* _What you should do_: Copy the listing below with "even-odd" switched to "nonzero" and nothing else changed. Leave out the pictures.

* _Records shown_:
↓↓↓

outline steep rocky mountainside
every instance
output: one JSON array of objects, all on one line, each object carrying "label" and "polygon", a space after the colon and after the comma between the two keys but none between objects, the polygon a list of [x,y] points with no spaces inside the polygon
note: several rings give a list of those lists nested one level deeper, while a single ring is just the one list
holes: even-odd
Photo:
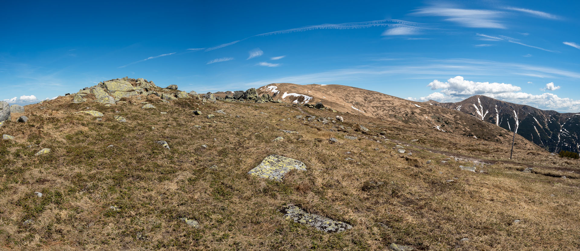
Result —
[{"label": "steep rocky mountainside", "polygon": [[[428,131],[438,130],[492,141],[512,140],[507,130],[464,112],[360,88],[339,85],[273,83],[256,90],[259,94],[269,94],[287,102],[307,106],[321,102],[336,111],[414,125],[426,128],[424,130]],[[527,144],[528,141],[519,142]]]},{"label": "steep rocky mountainside", "polygon": [[405,117],[383,119],[139,79],[0,107],[2,250],[580,247],[580,160],[521,136],[510,160],[511,140],[407,118],[443,107],[383,97]]},{"label": "steep rocky mountainside", "polygon": [[477,95],[457,103],[424,102],[460,111],[516,133],[552,152],[580,152],[580,113],[560,113]]}]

↑↑↑

* _Written reply_:
outline steep rocky mountainside
every instance
output: one JSON array of objects, all on one line, each object carrying "label" and "polygon", a space after the colon and after the comma between the two keys but none between objects, the polygon a list of [x,y] points with no spaces inside the polygon
note: several rings give a list of those lists nested one level deeper, while a single ring is just the one list
holes: nonzero
Photo:
Result —
[{"label": "steep rocky mountainside", "polygon": [[[428,131],[438,130],[492,141],[512,140],[507,130],[464,112],[360,88],[339,85],[273,83],[256,90],[259,94],[269,94],[287,102],[307,106],[321,102],[336,111],[414,125],[426,128],[424,130]],[[527,144],[528,141],[519,142]]]},{"label": "steep rocky mountainside", "polygon": [[405,117],[383,119],[139,79],[0,107],[2,250],[580,247],[580,160],[521,136],[510,160],[511,140],[407,118],[443,107],[383,97]]},{"label": "steep rocky mountainside", "polygon": [[477,95],[457,103],[424,102],[460,111],[516,133],[552,152],[580,152],[580,113],[560,113]]}]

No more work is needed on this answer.